**Extrait du texte**
97 La fonctionnaire a soutenu qu'elle n'avait pas été licenciée pour des problèmes de rendement, mais essentiellement pour des erreurs d'écriture et des coquilles. Le recours à des problèmes de rendement et l'allégation de menace constituaient seulement des outils pour justifier son licenciement. Le véritable motif de son licenciement remonte à beaucoup plus loin que ces problèmes. Elle a affirmé que M. Pergunas avait une opinion préconçue à son égard sur la base du ouï-dire. Même s'il ne la supervisait pas et s'il n'a pas participé à la gestion de son rendement, il s'est intéressé de près à son rendement. Le courriel qu'il a fait parvenir à M. Wylie le 28 novembre 2011 au sujet du rendement de la fonctionnaire témoigne d'une connaissance exhaustive de cette dernière et énumère certaines préoccupations. Comme même M. Wylie a déclaré que la dernière préoccupation énumérée par M. Pergunas au sujet de la fonctionnaire ne s'était jamais concrétisée, il semble que M. Pergunas ait pu avoir des préjugés à son égard.

98 La fonctionnaire a déclaré que son licenciement avait été fait de mauvaise foi et que, par conséquent, un arbitre de grief de la CRTFP avait compétence en l'espèce.

C. Réfutation de l'employeur

99 L'employeur a déclaré que l'allégation de la fonctionnaire selon laquelle M. Pergunas l'avait intimidée au point de lui faire reconnaître quelque chose qu'elle n'a pas fait est très grave. Par conséquent, il est important de noter qu'elle n'a pas posé la question à M. Pergunas lorsqu'il a témoigné et qu'elle ne lui a pas donné l'occasion d'en discuter.

100 L'employeur a également mentionné que la latitude donnée par M. Pergunas aux représentants syndicaux était indiquée dans les notes de ce dernier concernant l'entrevue factuelle, contrairement à la déclaration de la fonctionnaire dans son argumentation.

IV. Motifs

101 La fonctionnaire a été nommée au poste de commis principal de la salle des comptoirs, classifié CR-04, au port de Lansdowne, le 6 juin 2011, sous réserve d'une période de probation de 12 mois (pièce E-1). Le 12 avril 2012, elle a été renvoyée en cours de stage (pièce E-7) au motif que son rendement et son comportement général ne répondaient pas aux exigences du poste (pièce E-7), conformément au paragraphe 62(1) de la LEFP. Elle a reçu une indemnité tenant lieu de préavis correspondant à deux semaines de salaire.

102 La fonctionnaire a déposé un grief contestant son renvoi en cours de stage le 14 mai 2012. Elle a notamment allégué que son licenciement constituait réellement une mesure disciplinaire qui s'est traduite par un congédiement injustifié qui était fondé sur une enquête sur les faits erronée dans le cadre de laquelle ses droits ont été violés. Elle a en outre allégué que l'employeur ne s'était pas conformé à ses propres politiques, n'avait pas assaini l'environnement malsain dans lequel elle travaillait, n'avait pas fourni un lieu de travail exempt de harcèlement et n'avait pas appliqué de façon appropriée un plan d'amélioration du rendement.

**Description du problème**
Reproduisez le passage de l'extrait sur le renvoi en cours de stage, de « C. Réfutation de » à « l'occasion d'en discuter. ». Les lignes du jeu de données forment un matériau distinct de l'extrait sur le renvoi en cours de stage.

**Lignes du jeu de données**
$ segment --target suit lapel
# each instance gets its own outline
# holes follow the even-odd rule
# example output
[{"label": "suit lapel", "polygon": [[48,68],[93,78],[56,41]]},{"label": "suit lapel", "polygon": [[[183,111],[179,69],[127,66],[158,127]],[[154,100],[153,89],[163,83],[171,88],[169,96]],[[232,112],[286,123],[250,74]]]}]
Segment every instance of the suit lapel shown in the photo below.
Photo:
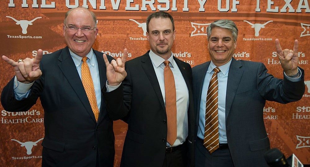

**Réponse rédigée**
C. Réfutation de l'employeur

99 L'employeur a déclaré que l'allégation de la fonctionnaire selon laquelle M. Pergunas l'avait intimidée au point de lui faire reconnaître quelque chose qu'elle n'a pas fait est très grave. Par conséquent, il est important de noter qu'elle n'a pas posé la question à M. Pergunas lorsqu'il a témoigné et qu'elle ne lui a pas donné l'occasion d'en discuter.